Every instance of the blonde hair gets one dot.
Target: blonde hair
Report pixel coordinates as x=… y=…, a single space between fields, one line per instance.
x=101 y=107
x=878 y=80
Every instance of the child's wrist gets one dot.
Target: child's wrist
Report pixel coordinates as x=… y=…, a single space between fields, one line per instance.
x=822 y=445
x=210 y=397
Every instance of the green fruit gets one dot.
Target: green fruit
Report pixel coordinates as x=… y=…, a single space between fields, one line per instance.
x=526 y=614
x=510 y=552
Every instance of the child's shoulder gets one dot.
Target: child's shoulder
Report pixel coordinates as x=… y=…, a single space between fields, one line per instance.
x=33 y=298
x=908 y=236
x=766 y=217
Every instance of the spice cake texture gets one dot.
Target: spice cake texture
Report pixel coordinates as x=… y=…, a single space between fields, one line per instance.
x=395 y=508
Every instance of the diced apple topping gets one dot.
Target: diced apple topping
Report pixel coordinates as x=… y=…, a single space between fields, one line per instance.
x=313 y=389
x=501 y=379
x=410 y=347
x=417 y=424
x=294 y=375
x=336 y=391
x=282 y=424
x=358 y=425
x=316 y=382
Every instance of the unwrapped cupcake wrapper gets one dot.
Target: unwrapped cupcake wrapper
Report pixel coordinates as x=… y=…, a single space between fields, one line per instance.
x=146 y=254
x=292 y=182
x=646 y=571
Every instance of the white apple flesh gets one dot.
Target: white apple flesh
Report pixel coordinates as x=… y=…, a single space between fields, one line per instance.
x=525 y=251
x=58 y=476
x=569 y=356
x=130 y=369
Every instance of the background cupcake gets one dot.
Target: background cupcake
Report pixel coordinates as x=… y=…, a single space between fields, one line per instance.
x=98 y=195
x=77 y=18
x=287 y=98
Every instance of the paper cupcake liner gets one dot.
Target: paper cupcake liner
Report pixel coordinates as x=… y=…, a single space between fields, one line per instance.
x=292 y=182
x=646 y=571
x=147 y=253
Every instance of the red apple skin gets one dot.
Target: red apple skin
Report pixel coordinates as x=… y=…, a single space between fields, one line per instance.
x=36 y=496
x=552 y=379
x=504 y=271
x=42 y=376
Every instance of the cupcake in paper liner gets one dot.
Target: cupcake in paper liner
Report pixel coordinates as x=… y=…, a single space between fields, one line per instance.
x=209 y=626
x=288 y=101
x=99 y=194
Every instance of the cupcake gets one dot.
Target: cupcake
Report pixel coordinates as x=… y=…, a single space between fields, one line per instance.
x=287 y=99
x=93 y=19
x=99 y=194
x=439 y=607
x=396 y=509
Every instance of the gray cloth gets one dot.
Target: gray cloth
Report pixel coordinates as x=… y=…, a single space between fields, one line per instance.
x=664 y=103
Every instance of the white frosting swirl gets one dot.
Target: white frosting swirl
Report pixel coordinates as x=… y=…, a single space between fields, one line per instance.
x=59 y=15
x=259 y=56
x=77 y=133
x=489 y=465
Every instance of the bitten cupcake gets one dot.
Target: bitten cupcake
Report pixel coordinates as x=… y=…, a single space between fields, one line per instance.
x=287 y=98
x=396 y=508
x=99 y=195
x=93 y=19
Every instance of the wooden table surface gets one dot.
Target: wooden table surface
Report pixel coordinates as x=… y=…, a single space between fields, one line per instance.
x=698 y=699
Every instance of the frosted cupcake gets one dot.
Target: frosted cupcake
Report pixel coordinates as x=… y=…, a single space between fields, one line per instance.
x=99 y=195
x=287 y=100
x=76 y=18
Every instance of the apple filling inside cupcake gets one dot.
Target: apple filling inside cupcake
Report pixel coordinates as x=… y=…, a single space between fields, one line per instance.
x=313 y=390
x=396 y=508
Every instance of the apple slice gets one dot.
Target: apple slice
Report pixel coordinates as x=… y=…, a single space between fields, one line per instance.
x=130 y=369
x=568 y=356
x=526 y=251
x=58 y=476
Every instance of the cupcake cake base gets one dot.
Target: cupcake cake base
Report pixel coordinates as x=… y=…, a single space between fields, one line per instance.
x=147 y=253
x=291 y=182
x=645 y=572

# DIRECTIONS FOR THIS TASK
Render every line of the records above as a Markdown table with two columns, Row and Text, putting a sequential row number in Row and the line itself in Text, and omit blank lines.

# SOLUTION TO THIS PROBLEM
| Row | Text |
|---|---|
| 1 | Every instance of the blonde hair gets one dot. |
| 2 | Target: blonde hair |
| 3 | Report pixel coordinates as x=… y=…, a single space between fields, one line per instance. |
| 4 | x=101 y=107 |
| 5 | x=878 y=80 |
| 6 | Every instance of the child's wrist gets one dot. |
| 7 | Target: child's wrist |
| 8 | Report pixel coordinates as x=… y=…, a single space between fields, one line per instance. |
| 9 | x=822 y=445 |
| 10 | x=210 y=397 |
| 11 | Every instance of the green fruit gets one dot. |
| 12 | Target: green fruit |
| 13 | Report pixel coordinates as x=… y=…, a single space between fields, one line per instance. |
| 14 | x=526 y=614 |
| 15 | x=510 y=552 |
| 16 | Every instance of the child's shoulder gets one dot. |
| 17 | Target: child's shoulder |
| 18 | Report pixel coordinates as x=… y=…, a single space between fields, one line per instance. |
| 19 | x=33 y=298 |
| 20 | x=908 y=236 |
| 21 | x=766 y=217 |
| 22 | Every instance of the spice cake texture gets one dot. |
| 23 | Target: spice cake texture |
| 24 | Report pixel coordinates as x=… y=…, a single space between fields, one line per instance. |
| 25 | x=395 y=508 |
| 26 | Every instance of the diced apple topping gets one dot. |
| 27 | Target: diced apple topping |
| 28 | Report pixel coordinates as x=… y=…, a single space between fields, one line per instance. |
| 29 | x=313 y=389 |
| 30 | x=501 y=379 |
| 31 | x=410 y=347 |
| 32 | x=417 y=424 |
| 33 | x=294 y=375 |
| 34 | x=336 y=391 |
| 35 | x=282 y=424 |
| 36 | x=358 y=425 |
| 37 | x=316 y=382 |
| 38 | Every instance of the unwrapped cupcake wrapper gets one dot. |
| 39 | Target: unwrapped cupcake wrapper |
| 40 | Report pixel coordinates as x=… y=…, a single space between fields, one line per instance. |
| 41 | x=146 y=254 |
| 42 | x=292 y=182 |
| 43 | x=646 y=571 |
| 44 | Every instance of the white apple flesh gets one dot. |
| 45 | Target: white apple flesh |
| 46 | Report pixel coordinates as x=… y=…, a single space between fields, one line per instance. |
| 47 | x=525 y=251 |
| 48 | x=58 y=476 |
| 49 | x=569 y=356 |
| 50 | x=130 y=369 |
| 51 | Every instance of the background cupcake gets one dot. |
| 52 | Target: background cupcake |
| 53 | Report pixel coordinates as x=… y=…, a single space between fields, one line per instance. |
| 54 | x=98 y=195 |
| 55 | x=77 y=18 |
| 56 | x=287 y=98 |
| 57 | Every instance of the paper cupcake liner gets one dot. |
| 58 | Target: paper cupcake liner |
| 59 | Report pixel coordinates as x=… y=…, a single space between fields, one line per instance. |
| 60 | x=292 y=182 |
| 61 | x=646 y=571 |
| 62 | x=147 y=253 |
| 63 | Every instance of the red apple skin gets one dot. |
| 64 | Target: red apple skin |
| 65 | Report pixel coordinates as x=… y=…, a single space between fields, one line per instance. |
| 66 | x=36 y=496 |
| 67 | x=552 y=379 |
| 68 | x=504 y=271 |
| 69 | x=42 y=376 |
| 70 | Every instance of the cupcake in paper liner gets one dot. |
| 71 | Target: cupcake in paper liner |
| 72 | Report pixel coordinates as x=… y=…, a single space between fields, one line per instance. |
| 73 | x=209 y=626 |
| 74 | x=288 y=101 |
| 75 | x=99 y=194 |
| 76 | Every instance of the cupcake gets one dot. |
| 77 | Target: cupcake |
| 78 | Report pixel coordinates as x=… y=…, a single space between fields, one line per instance. |
| 79 | x=287 y=99 |
| 80 | x=93 y=19 |
| 81 | x=99 y=194 |
| 82 | x=439 y=607 |
| 83 | x=396 y=509 |
| 84 | Every instance of the gray cloth gets one dot. |
| 85 | Target: gray cloth |
| 86 | Report pixel coordinates as x=… y=…, a single space between fields, one line per instance. |
| 87 | x=664 y=103 |
| 88 | Every instance of the white frosting swirl gets one dot. |
| 89 | Target: white frosting swirl |
| 90 | Report pixel coordinates as x=… y=…, a single space between fields, one line per instance. |
| 91 | x=59 y=15 |
| 92 | x=259 y=56 |
| 93 | x=77 y=133 |
| 94 | x=489 y=465 |
| 95 | Every instance of the bitten cupcake gets one dot. |
| 96 | Target: bitten cupcake |
| 97 | Report pixel coordinates as x=… y=…, a single space between fields, one line per instance. |
| 98 | x=287 y=98 |
| 99 | x=396 y=508 |
| 100 | x=99 y=195 |
| 101 | x=93 y=19 |
| 102 | Every instance of the wooden table surface gets one dot. |
| 103 | Target: wooden table surface |
| 104 | Report pixel coordinates as x=… y=…, a single space between fields, one line per instance. |
| 105 | x=698 y=699 |
| 106 | Every instance of the frosted cupcake gets one dot. |
| 107 | Target: frosted cupcake |
| 108 | Report pixel coordinates as x=… y=…, a single space between fields, one line per instance. |
| 109 | x=99 y=195 |
| 110 | x=287 y=100 |
| 111 | x=76 y=18 |
| 112 | Every instance of the apple filling inside cupcake gets one dot. |
| 113 | Target: apple filling inside cupcake |
| 114 | Report pixel coordinates as x=… y=…, a single space between fields, one line per instance. |
| 115 | x=313 y=390 |
| 116 | x=396 y=508 |
| 117 | Every instance of the apple slice gets one dot. |
| 118 | Target: apple slice |
| 119 | Report pixel coordinates as x=… y=…, a single space between fields, one line per instance. |
| 120 | x=130 y=369 |
| 121 | x=568 y=356 |
| 122 | x=526 y=251 |
| 123 | x=58 y=476 |
| 124 | Every instance of the cupcake cake base gets one dot. |
| 125 | Target: cupcake cake base |
| 126 | Report pixel coordinates as x=… y=…, a single space between fields, one line per instance. |
| 127 | x=147 y=253 |
| 128 | x=291 y=182 |
| 129 | x=645 y=572 |